Bonus: Reflect and Compare

Problem Recap:

Reflect on how the concept of time inconsistency influences decision-making in these scenarios. What are the real-world implications of these models?

Answer:

1. Time Inconsistency: - Time inconsistency occurs because individuals discount future utility disproportionately compared to the present. Naive decision-makers fail to recognize their future preference changes, leading to procrastination and suboptimal decisions. - Sophisticated decision-makers anticipate their time inconsistency and take proactive steps (e.g., acting earlier) to mitigate its effects.

2. Real-World Implications: - Procrastination: Time-inconsistent behavior explains why people delay tasks like filing taxes, exercising, or saving for retirement. - Commitment Devices: Sophisticates often use tools like automatic savings plans, deadlines, or penalties to enforce future actions and overcome procrastination. - Policy Design: Understanding present bias can help policymakers design better interventions, such as default enrollment in retirement plans or incentives for early action.

3. Lessons from Naifs vs. Sophisticates: - Naifs are prone to repeated delays without external help or commitment mechanisms. - Sophisticates demonstrate the value of foresight and planning in counteracting present bias.

Conclusion: By understanding time inconsistency, individuals and policymakers can design strategies to bridge the gap between intentions and actions, improving long-term outcomes.

Total Marks: 100

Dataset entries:
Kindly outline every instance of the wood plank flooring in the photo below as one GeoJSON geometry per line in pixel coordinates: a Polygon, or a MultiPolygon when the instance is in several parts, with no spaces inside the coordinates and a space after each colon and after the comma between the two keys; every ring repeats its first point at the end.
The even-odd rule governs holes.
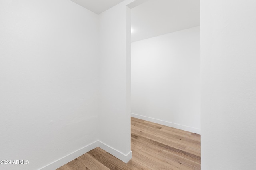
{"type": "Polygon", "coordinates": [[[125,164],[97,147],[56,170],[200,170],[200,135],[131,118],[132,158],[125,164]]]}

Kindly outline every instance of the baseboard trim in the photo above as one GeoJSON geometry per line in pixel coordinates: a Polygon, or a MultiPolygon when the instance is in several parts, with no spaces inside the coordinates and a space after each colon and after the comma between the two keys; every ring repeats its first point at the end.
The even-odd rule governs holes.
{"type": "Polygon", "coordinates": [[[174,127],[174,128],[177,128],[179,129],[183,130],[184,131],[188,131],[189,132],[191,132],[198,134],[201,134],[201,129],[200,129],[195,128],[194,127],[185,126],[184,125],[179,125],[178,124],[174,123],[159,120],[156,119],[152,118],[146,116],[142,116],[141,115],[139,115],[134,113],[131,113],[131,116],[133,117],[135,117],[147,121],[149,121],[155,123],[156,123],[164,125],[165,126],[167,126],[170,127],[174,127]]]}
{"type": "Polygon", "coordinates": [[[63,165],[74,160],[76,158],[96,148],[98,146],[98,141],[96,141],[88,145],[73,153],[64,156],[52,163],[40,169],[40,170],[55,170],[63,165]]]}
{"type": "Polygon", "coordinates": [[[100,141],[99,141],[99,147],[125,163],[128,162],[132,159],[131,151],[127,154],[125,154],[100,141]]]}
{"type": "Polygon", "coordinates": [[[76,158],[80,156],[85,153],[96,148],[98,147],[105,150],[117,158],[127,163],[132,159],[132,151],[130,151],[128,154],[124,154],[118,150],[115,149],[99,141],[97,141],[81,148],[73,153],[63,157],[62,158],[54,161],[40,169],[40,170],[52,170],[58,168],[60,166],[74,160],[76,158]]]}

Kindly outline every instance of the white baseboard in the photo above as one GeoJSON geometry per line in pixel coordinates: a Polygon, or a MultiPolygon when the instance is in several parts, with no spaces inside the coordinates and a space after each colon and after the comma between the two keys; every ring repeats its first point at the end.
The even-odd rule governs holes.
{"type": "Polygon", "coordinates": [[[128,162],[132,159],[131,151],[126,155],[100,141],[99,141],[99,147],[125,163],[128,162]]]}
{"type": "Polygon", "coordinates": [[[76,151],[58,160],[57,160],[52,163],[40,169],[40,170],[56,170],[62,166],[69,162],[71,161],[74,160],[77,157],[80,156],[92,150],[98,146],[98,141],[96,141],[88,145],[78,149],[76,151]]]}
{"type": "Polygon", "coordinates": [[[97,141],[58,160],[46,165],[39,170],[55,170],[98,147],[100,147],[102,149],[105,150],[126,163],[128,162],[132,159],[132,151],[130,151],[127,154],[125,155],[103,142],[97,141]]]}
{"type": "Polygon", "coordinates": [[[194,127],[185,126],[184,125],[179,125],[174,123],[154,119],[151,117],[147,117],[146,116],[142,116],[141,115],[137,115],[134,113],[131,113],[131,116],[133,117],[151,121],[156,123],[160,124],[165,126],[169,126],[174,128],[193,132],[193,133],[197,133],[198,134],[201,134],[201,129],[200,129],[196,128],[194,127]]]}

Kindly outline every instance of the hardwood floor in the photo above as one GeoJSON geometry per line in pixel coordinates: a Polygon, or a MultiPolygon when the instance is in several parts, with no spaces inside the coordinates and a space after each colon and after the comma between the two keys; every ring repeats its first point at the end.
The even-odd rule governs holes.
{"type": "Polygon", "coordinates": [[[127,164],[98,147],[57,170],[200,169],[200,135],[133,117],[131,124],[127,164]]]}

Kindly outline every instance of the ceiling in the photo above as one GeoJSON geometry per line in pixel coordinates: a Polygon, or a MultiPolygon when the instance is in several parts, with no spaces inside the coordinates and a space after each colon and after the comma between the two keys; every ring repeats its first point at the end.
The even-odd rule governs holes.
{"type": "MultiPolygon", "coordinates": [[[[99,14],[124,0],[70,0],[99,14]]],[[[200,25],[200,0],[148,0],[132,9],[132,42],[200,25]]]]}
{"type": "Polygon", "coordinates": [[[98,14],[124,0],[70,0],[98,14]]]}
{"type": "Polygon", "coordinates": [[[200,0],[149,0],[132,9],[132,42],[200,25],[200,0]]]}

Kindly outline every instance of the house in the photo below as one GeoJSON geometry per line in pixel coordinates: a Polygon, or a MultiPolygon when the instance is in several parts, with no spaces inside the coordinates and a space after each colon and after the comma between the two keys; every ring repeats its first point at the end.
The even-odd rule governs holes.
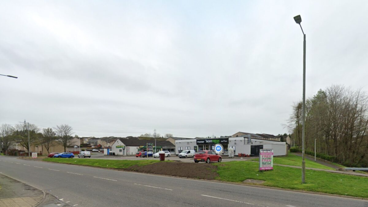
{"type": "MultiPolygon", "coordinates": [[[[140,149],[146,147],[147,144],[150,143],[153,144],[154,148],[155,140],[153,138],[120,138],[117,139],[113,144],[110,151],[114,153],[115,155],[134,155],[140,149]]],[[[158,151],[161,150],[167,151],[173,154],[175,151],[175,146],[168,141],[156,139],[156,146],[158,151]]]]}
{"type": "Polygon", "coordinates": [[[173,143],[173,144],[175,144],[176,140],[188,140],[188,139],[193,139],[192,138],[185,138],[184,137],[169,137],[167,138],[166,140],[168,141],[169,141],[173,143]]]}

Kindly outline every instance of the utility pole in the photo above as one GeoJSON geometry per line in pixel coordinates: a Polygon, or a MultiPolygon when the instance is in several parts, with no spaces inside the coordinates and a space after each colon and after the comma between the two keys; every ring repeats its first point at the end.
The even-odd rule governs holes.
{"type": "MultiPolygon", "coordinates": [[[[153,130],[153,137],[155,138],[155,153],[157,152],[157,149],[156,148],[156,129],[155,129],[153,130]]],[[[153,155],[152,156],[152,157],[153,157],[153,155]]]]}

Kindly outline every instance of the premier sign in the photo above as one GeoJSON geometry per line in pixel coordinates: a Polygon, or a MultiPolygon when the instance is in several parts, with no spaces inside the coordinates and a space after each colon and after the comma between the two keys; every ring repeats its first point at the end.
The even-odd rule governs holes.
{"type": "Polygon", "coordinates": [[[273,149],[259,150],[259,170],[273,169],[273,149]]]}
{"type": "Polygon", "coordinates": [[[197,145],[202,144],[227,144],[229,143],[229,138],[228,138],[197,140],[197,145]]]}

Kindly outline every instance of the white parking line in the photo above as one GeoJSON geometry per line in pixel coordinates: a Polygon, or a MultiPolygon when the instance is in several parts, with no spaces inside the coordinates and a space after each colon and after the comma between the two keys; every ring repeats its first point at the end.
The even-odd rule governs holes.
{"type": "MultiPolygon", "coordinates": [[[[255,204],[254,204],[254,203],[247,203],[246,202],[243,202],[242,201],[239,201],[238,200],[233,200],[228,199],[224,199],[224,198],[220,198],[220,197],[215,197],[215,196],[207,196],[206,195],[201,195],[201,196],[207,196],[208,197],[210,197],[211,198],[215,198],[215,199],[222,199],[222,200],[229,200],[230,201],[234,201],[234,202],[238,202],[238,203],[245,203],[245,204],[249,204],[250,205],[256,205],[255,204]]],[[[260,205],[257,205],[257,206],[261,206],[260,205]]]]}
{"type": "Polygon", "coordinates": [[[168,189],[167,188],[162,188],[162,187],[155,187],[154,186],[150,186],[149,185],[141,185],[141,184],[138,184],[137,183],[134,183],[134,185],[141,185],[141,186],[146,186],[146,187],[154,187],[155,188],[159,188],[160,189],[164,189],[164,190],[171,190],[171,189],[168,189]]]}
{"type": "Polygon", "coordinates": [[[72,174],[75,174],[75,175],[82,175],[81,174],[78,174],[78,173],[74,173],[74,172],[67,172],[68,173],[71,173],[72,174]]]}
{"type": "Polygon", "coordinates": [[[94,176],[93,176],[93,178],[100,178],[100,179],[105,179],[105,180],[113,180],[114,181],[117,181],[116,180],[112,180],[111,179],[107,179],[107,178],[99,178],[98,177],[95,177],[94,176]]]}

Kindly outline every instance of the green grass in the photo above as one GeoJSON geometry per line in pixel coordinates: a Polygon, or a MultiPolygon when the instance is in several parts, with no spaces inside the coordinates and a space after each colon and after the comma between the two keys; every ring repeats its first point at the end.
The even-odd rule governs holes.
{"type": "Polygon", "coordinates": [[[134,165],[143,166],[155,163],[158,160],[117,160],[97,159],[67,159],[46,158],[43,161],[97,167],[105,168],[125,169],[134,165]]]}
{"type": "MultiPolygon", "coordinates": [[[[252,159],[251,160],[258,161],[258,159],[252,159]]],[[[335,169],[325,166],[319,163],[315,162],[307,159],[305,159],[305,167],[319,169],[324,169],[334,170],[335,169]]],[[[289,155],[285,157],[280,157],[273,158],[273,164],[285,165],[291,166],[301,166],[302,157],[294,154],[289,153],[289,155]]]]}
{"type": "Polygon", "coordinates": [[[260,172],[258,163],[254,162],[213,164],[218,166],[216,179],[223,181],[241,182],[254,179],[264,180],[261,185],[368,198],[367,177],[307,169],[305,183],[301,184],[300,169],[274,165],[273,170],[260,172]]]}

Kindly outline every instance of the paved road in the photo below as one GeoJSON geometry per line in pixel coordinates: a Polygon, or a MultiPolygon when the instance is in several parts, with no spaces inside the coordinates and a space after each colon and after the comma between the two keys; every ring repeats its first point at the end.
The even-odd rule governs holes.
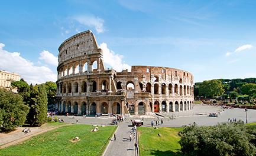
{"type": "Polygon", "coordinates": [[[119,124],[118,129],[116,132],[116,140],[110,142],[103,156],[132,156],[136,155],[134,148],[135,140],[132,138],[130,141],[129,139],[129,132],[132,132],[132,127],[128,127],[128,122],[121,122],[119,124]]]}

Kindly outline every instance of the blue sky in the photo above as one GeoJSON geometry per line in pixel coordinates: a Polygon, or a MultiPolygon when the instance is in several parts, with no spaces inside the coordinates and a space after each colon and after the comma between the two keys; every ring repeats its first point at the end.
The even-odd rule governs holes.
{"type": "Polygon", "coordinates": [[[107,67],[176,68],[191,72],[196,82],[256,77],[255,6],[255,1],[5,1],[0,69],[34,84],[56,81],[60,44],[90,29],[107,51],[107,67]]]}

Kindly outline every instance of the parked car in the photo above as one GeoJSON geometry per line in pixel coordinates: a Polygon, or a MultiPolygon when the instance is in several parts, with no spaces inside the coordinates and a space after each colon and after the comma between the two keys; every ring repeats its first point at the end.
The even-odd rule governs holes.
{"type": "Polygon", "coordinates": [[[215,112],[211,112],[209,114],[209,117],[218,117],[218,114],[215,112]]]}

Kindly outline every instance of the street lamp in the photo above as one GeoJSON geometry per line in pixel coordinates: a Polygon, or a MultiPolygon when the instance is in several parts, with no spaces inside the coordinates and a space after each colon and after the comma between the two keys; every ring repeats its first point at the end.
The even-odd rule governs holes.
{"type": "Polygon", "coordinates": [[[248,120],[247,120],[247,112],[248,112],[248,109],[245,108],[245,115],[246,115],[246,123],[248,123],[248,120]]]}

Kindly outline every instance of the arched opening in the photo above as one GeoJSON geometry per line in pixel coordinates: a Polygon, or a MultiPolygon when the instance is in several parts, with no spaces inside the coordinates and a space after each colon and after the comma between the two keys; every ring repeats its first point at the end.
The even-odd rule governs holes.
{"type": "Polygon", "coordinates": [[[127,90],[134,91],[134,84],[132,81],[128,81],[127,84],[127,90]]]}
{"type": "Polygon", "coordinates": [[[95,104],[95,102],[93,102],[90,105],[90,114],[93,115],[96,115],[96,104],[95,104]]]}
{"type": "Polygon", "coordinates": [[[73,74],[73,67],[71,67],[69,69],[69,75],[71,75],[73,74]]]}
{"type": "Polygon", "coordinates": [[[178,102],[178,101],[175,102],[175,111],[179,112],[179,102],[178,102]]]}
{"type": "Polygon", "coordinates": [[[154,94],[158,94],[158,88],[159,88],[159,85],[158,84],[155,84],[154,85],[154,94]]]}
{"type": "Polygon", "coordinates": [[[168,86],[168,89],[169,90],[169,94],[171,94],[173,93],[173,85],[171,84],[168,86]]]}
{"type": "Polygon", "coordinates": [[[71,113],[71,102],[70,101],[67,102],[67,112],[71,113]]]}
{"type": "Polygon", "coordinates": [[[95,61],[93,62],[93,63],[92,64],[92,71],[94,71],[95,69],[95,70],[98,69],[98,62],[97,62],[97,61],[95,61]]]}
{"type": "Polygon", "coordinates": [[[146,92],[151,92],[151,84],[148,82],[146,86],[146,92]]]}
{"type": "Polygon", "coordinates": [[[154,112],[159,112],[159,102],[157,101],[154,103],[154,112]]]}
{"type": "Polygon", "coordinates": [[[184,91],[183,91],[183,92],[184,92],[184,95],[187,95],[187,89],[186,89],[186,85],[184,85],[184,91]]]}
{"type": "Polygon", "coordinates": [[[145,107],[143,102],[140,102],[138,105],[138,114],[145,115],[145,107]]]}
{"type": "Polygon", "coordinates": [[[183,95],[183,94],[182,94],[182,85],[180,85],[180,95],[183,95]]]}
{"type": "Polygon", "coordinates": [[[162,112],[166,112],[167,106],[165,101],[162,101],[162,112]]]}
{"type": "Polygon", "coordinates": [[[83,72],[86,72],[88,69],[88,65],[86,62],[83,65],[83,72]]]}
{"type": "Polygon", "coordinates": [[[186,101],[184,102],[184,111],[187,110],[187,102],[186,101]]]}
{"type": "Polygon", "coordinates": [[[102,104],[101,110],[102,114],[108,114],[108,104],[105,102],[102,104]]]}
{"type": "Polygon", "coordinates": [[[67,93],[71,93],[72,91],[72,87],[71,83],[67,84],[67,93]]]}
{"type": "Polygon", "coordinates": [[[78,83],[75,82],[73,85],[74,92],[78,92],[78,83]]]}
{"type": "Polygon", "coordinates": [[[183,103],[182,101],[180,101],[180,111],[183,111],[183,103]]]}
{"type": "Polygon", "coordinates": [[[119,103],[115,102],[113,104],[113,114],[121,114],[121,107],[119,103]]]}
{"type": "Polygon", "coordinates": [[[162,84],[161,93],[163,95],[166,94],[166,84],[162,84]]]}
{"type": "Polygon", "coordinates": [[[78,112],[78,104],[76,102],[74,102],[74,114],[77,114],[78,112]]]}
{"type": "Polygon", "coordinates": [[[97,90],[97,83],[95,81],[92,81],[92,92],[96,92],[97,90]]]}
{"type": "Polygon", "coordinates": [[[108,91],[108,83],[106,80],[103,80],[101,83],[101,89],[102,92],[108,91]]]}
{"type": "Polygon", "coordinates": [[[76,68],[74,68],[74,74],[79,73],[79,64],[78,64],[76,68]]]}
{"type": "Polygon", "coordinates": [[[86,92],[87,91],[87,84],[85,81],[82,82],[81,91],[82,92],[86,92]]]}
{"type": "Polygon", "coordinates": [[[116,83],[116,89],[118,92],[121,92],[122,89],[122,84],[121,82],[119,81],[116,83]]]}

▸ **Short problem**
Write out the passage on time inconsistency word for word, starting at "Conclusion: By understanding" and ending at "improving long-term outcomes.". The records have nothing to do with this.

▸ **Result**
Conclusion: By understanding time inconsistency, individuals and policymakers can design strategies to bridge the gap between intentions and actions, improving long-term outcomes.